--- Supplied text ---

Anti-neutrophil cytoplasmic antibody (ANCA)-associated vasculitis is a rare but devastating autoimmune disease affecting the blood vessels. In this disease, antibodies attack immune cells called neutrophils, causing inflammation in small- to medium-sized blood vessels. This in turn leads to organ damage, particularly in the airways, lungs, and kidneys, and to recurring symptoms such as fever, fatigue, and bleeding in the lungs. Treatment usually consists of a three- to six-month course of cyclophosphamide—which suppresses immune cells known as B cells that produce the self-destructive antibodies—followed by long-term daily use of other immune-suppressing drugs plus steroids.
Before the cyclophosphamide-based treatment was developed by NIAID investigators in the 1970s, approximately 80 percent of people with ANCA-associated vasculitis died within two years of disease onset. While the drug has been a lifesaver, its long-term use puts patients at increased risk of infection, cancer, and infertility.
In a recent study, NIAID-supported researchers evaluated a new treatment strategy based on the drug rituximab, a synthetic antibody that selectively reduces the number of circulating B cells. The researchers found that rituximab provided the same benefits as cyclophosphamide but required a shorter course of treatment. Early results also suggest that people with relapsing disease respond better to rituximab than cyclophosphamide. In the trial, 67 percent of the people given rituximab were able to stop all steroid use, compared with only 42 percent of those given standard care.

---

Task brief: From the passage on ANCA-associated vasculitis, pull out the exact wording starting with "In a recent" and going on through "given standard care.".

--- Information supplied ---

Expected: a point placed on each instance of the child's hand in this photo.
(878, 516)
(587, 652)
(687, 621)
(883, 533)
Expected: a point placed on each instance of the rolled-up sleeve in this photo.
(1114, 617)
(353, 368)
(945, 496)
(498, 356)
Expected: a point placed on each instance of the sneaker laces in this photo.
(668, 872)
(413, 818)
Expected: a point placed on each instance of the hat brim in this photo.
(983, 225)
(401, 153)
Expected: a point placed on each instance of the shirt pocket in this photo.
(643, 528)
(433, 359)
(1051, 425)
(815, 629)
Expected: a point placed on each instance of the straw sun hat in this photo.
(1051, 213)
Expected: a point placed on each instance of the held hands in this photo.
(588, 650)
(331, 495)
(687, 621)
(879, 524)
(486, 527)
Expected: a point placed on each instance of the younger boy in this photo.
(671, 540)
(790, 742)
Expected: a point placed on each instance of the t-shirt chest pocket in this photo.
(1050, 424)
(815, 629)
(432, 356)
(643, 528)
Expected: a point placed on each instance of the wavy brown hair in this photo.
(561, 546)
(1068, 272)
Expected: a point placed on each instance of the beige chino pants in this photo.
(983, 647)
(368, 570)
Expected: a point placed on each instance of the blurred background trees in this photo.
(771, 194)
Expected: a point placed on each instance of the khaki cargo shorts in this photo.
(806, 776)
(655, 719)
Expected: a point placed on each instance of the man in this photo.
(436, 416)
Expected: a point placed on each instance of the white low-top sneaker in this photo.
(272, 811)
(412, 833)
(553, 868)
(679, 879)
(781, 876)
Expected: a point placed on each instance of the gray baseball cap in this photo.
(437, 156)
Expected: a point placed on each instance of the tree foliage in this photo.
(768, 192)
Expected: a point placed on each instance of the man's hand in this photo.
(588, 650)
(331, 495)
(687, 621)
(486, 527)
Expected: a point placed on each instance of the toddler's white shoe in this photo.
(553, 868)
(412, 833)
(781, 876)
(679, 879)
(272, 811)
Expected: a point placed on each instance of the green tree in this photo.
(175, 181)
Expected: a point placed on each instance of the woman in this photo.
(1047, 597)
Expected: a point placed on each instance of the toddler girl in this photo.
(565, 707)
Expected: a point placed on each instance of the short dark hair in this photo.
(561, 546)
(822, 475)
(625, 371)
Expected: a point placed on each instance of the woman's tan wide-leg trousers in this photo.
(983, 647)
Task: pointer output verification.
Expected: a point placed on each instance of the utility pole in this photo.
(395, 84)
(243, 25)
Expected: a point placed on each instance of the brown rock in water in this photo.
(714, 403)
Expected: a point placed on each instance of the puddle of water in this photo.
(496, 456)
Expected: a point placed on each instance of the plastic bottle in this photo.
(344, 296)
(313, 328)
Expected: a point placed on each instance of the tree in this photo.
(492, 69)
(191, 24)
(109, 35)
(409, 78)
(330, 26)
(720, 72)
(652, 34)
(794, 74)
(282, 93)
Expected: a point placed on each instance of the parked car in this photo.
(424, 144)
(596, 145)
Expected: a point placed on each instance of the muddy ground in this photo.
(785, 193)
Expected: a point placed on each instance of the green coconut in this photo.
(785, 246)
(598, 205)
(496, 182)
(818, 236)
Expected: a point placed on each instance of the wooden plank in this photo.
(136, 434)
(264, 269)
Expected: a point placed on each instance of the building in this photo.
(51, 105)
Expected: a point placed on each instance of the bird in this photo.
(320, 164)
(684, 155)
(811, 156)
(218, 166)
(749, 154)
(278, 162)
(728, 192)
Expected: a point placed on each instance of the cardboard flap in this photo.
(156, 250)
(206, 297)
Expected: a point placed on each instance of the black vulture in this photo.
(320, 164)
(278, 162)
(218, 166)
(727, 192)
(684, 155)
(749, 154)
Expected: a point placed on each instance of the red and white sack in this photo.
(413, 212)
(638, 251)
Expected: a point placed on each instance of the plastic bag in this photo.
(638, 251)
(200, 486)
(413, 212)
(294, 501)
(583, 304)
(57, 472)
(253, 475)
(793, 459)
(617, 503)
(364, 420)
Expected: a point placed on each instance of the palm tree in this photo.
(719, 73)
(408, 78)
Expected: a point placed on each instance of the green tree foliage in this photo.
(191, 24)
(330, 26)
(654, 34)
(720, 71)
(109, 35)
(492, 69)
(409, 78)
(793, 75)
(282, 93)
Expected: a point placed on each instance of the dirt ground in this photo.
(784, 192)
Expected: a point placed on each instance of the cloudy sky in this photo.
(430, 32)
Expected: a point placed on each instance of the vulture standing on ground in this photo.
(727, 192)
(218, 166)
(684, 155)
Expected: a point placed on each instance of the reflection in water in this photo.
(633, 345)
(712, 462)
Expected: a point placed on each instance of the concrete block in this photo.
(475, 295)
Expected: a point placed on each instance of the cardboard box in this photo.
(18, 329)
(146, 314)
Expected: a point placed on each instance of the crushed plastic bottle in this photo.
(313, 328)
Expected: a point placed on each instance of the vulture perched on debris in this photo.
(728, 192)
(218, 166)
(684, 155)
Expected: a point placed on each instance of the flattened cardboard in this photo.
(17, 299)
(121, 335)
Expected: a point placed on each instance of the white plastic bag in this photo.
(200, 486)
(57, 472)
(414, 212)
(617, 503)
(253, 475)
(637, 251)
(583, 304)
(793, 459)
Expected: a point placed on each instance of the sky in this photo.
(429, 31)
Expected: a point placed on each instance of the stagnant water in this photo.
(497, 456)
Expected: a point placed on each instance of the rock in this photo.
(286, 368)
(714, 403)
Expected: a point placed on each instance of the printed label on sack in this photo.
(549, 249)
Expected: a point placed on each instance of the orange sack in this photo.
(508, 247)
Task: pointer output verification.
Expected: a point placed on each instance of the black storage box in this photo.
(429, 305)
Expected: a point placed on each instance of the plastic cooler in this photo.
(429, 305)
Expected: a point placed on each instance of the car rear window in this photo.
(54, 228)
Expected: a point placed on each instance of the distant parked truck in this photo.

---

Answer:
In a recent study, NIAID-supported researchers evaluated a new treatment strategy based on the drug rituximab, a synthetic antibody that selectively reduces the number of circulating B cells. The researchers found that rituximab provided the same benefits as cyclophosphamide but required a shorter course of treatment. Early results also suggest that people with relapsing disease respond better to rituximab than cyclophosphamide. In the trial, 67 percent of the people given rituximab were able to stop all steroid use, compared with only 42 percent of those given standard care.